- [Exercise requirements] Repeat the data below verbatim, line by line, in the same order.

Location labeling records

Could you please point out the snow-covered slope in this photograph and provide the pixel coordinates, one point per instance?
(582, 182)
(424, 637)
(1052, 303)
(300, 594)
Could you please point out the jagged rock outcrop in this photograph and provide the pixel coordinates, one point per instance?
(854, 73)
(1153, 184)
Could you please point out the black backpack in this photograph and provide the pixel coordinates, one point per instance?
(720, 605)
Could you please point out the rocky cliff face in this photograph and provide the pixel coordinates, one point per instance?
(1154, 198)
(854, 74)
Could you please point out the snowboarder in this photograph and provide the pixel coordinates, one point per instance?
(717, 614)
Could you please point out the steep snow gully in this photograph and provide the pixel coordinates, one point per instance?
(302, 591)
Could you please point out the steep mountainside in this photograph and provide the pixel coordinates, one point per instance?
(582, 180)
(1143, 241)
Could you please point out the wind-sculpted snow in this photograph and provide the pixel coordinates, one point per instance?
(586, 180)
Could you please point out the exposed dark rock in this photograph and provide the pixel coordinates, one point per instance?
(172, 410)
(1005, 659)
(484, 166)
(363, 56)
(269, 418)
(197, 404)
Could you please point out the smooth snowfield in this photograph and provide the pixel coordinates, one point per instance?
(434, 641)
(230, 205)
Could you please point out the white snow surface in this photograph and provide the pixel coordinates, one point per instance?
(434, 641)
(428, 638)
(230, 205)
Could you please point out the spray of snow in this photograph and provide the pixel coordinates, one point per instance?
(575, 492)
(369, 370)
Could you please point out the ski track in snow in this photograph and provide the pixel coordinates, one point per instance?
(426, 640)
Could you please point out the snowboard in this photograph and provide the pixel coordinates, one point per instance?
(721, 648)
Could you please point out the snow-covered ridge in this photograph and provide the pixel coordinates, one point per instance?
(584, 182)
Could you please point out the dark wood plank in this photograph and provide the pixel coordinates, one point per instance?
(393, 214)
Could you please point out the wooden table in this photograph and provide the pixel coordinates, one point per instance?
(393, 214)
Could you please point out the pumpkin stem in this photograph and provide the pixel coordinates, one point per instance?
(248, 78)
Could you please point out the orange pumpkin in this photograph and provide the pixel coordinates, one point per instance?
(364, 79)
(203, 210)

- [Result for this exercise]
Could you please point out the snow-covered slope in this photograph and provide the pixel coordinates, one point per instance?
(582, 182)
(424, 637)
(1052, 303)
(300, 594)
Could you please point out the jagged rock outcrop in this photograph and provide the pixel coordinates, one point per instance?
(854, 73)
(1153, 184)
Could you please point out the black backpack in this photograph and provide the pixel coordinates, one point per instance?
(720, 605)
Could you please point out the rocky cliff face in this photograph and provide the pixel coordinates, one point per instance?
(1154, 198)
(854, 74)
Could you please point out the snowboarder in this photograph and provide the pixel coordinates, one point per instance?
(717, 614)
Could you please point out the steep snow gully in this photograph and provide the pixel coordinates, one point per instance?
(302, 591)
Could you please point out the steep mountainside in this photograph and provide the pixel coordinates, one point per instance?
(582, 180)
(1143, 241)
Could you please point out the wind-sculpted snow in this photograph and provide the pixel coordinates, one point per instance?
(586, 180)
Could you please point out the exposed dark rock in this photograph and provide the pixel coordinates, one point per instance?
(172, 410)
(1005, 659)
(484, 166)
(363, 56)
(269, 418)
(197, 404)
Could you please point out the smooth snowfield in this photograph and provide the pixel coordinates, one point per instance?
(434, 641)
(230, 205)
Could you please point out the white snow surface in this photograph and provide the pixel coordinates, one point per instance?
(434, 641)
(428, 638)
(230, 205)
Could you please point out the spray of snow in this photograph and provide the pixel coordinates, one point per instance?
(575, 492)
(369, 370)
Could you please point out the ski track in snow in this photograph and provide the pixel coordinates, one point per instance?
(426, 640)
Could you please point out the snowboard in this photograph and provide the pixel coordinates, one point per instance?
(721, 648)
Could you please point out the snow-covered ridge in this photograph and provide the pixel coordinates, one point per instance?
(584, 182)
Could you please point out the dark wood plank in this photograph and provide the pixel coordinates, one point per instance?
(393, 214)
Could you please point out the wooden table in this photograph and provide the pixel coordinates, one point per instance?
(393, 214)
Could you please point out the pumpkin stem in this photograph and provide the pixel coordinates, one point per instance?
(248, 78)
Could you please point out the orange pumpkin in this photograph and provide the pixel coordinates, one point per instance?
(364, 79)
(203, 210)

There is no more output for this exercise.